▶ _Provided passage_:
+++++
Such increased cooling demand not only affects overall energy usage but also is the largest contributor to peak load on a per-appliance basis. Cooling comprises 40%–60% of summer peak load in large metropolitan cities with hot climates, such as New Delhi, India, and can triple peak load on the hottest days in some areas. By contributing to peak electricity loads, growing cooling demand is increasingly stressing electricity networks, leading to more frequent brownouts and blackouts.

This rise in electricity demand can be managed through a combination of policies to enhance the efficiency of cooling equipment, design buildings to require less cooling, improve system-wide efficiency with district cooling, and utilize demand response technologies and programs. However, there are barriers to the widespread adoption of energy efficient technologies and demand response for cooling.

Barriers to energy efficiency and demand response adoption

Technology and markets: While many efficient technologies already exist, cost and lack of markets are preventing the broader uptake of these technologies. Installation and maintenance can also be as important as the efficiency of the equipment.
+++++
▶ _Listing_:
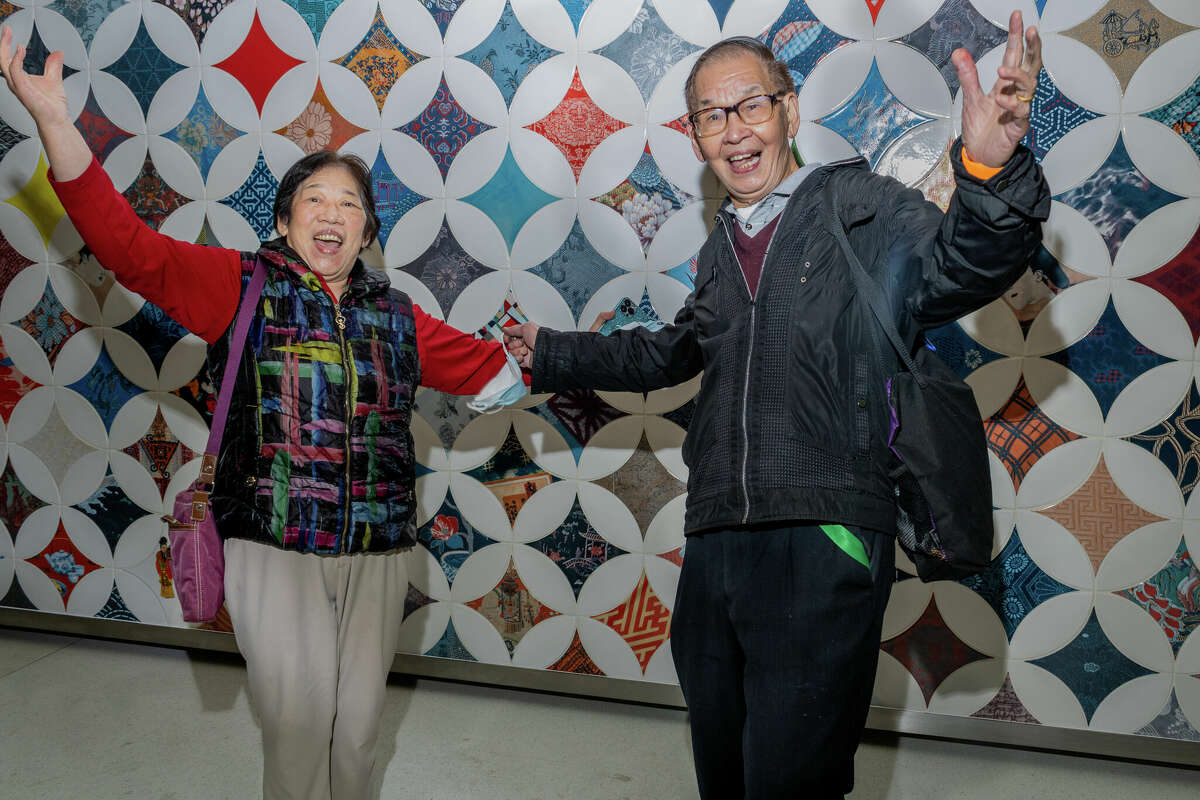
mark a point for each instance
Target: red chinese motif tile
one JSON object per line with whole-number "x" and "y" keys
{"x": 151, "y": 197}
{"x": 1099, "y": 515}
{"x": 642, "y": 620}
{"x": 577, "y": 125}
{"x": 1177, "y": 282}
{"x": 930, "y": 650}
{"x": 511, "y": 608}
{"x": 160, "y": 452}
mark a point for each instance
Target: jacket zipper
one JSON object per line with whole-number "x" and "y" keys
{"x": 347, "y": 365}
{"x": 745, "y": 386}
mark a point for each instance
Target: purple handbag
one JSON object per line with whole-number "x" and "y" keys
{"x": 197, "y": 553}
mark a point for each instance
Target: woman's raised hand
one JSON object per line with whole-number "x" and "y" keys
{"x": 46, "y": 100}
{"x": 42, "y": 95}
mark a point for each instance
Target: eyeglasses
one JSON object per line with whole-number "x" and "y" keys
{"x": 751, "y": 110}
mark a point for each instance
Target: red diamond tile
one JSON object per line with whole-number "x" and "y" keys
{"x": 930, "y": 650}
{"x": 1177, "y": 282}
{"x": 258, "y": 64}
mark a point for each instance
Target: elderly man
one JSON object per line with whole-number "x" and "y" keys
{"x": 790, "y": 512}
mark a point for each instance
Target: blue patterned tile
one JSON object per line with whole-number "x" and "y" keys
{"x": 1091, "y": 667}
{"x": 393, "y": 198}
{"x": 445, "y": 268}
{"x": 444, "y": 127}
{"x": 51, "y": 324}
{"x": 450, "y": 647}
{"x": 1175, "y": 441}
{"x": 106, "y": 388}
{"x": 197, "y": 14}
{"x": 85, "y": 14}
{"x": 647, "y": 49}
{"x": 155, "y": 331}
{"x": 143, "y": 67}
{"x": 1109, "y": 358}
{"x": 203, "y": 133}
{"x": 721, "y": 8}
{"x": 646, "y": 199}
{"x": 1182, "y": 115}
{"x": 576, "y": 270}
{"x": 36, "y": 54}
{"x": 9, "y": 139}
{"x": 576, "y": 548}
{"x": 1014, "y": 584}
{"x": 115, "y": 608}
{"x": 873, "y": 118}
{"x": 801, "y": 40}
{"x": 508, "y": 54}
{"x": 1117, "y": 197}
{"x": 112, "y": 510}
{"x": 450, "y": 537}
{"x": 443, "y": 11}
{"x": 1171, "y": 722}
{"x": 315, "y": 12}
{"x": 255, "y": 199}
{"x": 1051, "y": 116}
{"x": 575, "y": 10}
{"x": 955, "y": 24}
{"x": 511, "y": 475}
{"x": 682, "y": 415}
{"x": 960, "y": 353}
{"x": 509, "y": 198}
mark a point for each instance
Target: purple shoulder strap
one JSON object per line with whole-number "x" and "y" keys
{"x": 237, "y": 344}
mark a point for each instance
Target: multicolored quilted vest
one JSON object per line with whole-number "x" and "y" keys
{"x": 317, "y": 455}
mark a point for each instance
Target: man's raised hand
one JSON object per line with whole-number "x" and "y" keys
{"x": 995, "y": 122}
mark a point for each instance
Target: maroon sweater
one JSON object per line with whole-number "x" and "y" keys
{"x": 751, "y": 250}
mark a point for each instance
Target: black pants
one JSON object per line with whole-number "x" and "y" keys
{"x": 775, "y": 638}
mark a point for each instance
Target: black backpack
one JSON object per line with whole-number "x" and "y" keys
{"x": 941, "y": 479}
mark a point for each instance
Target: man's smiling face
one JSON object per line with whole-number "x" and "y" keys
{"x": 749, "y": 160}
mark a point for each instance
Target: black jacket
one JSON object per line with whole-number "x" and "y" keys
{"x": 790, "y": 415}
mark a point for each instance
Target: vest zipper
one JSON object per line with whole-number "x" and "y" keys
{"x": 745, "y": 386}
{"x": 347, "y": 365}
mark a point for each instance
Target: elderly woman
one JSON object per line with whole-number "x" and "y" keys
{"x": 313, "y": 494}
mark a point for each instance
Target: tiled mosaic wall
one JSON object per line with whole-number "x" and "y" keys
{"x": 532, "y": 151}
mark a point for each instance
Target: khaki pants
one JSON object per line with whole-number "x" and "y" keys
{"x": 318, "y": 635}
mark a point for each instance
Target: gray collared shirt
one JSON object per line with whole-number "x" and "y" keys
{"x": 772, "y": 205}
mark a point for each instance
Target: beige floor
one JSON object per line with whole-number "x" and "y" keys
{"x": 83, "y": 719}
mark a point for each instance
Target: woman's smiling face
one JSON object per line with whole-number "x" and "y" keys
{"x": 327, "y": 224}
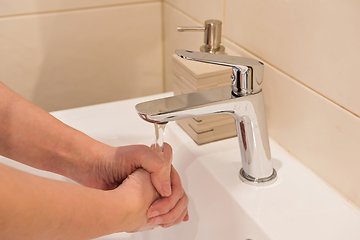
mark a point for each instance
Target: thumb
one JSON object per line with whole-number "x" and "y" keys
{"x": 160, "y": 177}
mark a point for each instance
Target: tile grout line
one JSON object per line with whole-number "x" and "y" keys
{"x": 184, "y": 13}
{"x": 76, "y": 9}
{"x": 163, "y": 45}
{"x": 298, "y": 81}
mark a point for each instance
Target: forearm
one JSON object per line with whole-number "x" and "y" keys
{"x": 36, "y": 208}
{"x": 32, "y": 136}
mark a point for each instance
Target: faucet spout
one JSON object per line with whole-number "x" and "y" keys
{"x": 250, "y": 120}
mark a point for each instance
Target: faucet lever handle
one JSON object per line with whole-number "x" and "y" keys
{"x": 247, "y": 74}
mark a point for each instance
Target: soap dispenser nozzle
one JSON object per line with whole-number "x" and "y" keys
{"x": 212, "y": 36}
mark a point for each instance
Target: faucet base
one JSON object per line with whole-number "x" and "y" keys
{"x": 260, "y": 182}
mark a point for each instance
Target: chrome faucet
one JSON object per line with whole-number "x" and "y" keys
{"x": 243, "y": 100}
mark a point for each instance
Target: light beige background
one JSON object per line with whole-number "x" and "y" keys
{"x": 62, "y": 54}
{"x": 59, "y": 56}
{"x": 311, "y": 83}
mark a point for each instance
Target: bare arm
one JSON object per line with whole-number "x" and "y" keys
{"x": 34, "y": 137}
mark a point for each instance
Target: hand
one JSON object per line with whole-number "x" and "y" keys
{"x": 171, "y": 210}
{"x": 138, "y": 193}
{"x": 117, "y": 163}
{"x": 113, "y": 169}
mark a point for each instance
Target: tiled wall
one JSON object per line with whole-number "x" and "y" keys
{"x": 311, "y": 53}
{"x": 62, "y": 53}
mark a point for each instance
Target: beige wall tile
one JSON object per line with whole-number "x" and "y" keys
{"x": 316, "y": 42}
{"x": 70, "y": 59}
{"x": 177, "y": 40}
{"x": 10, "y": 7}
{"x": 200, "y": 10}
{"x": 324, "y": 136}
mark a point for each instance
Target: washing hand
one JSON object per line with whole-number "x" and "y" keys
{"x": 120, "y": 162}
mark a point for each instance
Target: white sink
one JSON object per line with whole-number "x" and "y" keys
{"x": 298, "y": 205}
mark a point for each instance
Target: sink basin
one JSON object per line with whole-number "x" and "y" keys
{"x": 299, "y": 205}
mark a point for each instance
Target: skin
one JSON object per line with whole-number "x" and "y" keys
{"x": 117, "y": 193}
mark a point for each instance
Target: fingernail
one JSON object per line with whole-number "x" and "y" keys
{"x": 167, "y": 189}
{"x": 153, "y": 214}
{"x": 157, "y": 220}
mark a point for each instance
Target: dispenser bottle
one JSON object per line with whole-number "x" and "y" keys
{"x": 189, "y": 76}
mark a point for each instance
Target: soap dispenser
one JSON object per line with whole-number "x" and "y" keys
{"x": 189, "y": 76}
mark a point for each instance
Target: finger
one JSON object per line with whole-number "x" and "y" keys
{"x": 164, "y": 205}
{"x": 177, "y": 221}
{"x": 160, "y": 175}
{"x": 174, "y": 213}
{"x": 186, "y": 218}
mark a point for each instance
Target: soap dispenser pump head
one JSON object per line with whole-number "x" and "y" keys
{"x": 212, "y": 36}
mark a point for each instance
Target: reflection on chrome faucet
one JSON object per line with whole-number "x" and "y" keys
{"x": 243, "y": 100}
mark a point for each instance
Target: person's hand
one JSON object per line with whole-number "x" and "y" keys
{"x": 138, "y": 194}
{"x": 120, "y": 162}
{"x": 117, "y": 163}
{"x": 171, "y": 210}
+++++
▶ _Exercise requirements_:
a – Can you summarize the cooling-demand passage in two sentences?
b – What would come next in the cooling-demand passage? Write a continuation from the point where it stops.

▶ _Exercise answers_:
a – Growing cooling demand raises overall energy use and is the largest per-appliance contributor to peak electricity load, making up 40%–60% of summer peak load in hot cities such as New Delhi and stressing networks into more frequent brownouts and blackouts. This demand can be managed through more efficient equipment, buildings designed to need less cooling, district cooling, and demand response, but barriers such as cost and a lack of markets hold back wider adoption of efficient technologies.

b –
Consumer behaviour: Motivating consumers to choose more efficient products requires payback on the cost premium within two or three years. Consumers need an incentive to participate in demand response programs and to overcome the often higher upfront cost of efficient technologies. In addition, how the products are used must be considered, as many consumers do not use optional features that require programming or provide energy usage information.

System-wide approaches: There is a need for holistic solutions to focus on the absolute energy drawn by devices connected to the grid, taking into account peak demand and the relevance of demand response measures. System benefits are difficult to deliver through regulations that are designed for individual products.

Policy and regulatory: Government policymakers and regulators need to provide leadership and vision as industry wants predictability in the regulatory environment to guide investments, as well as input into the regulatory process. Standards are needed to enable the creation of markets for these technologies and approaches.

Recommendations

● There is a need for holistic solutions to focus on the absolute energy drawn by devices connected to the grid, taking peak demand into account. Strong leadership and partnerships between public and private sectors are needed to attain the appropriate balance of regulation and market-based solutions.

● Regulations should evolve to incentivize utilities and consumers for desired behaviours.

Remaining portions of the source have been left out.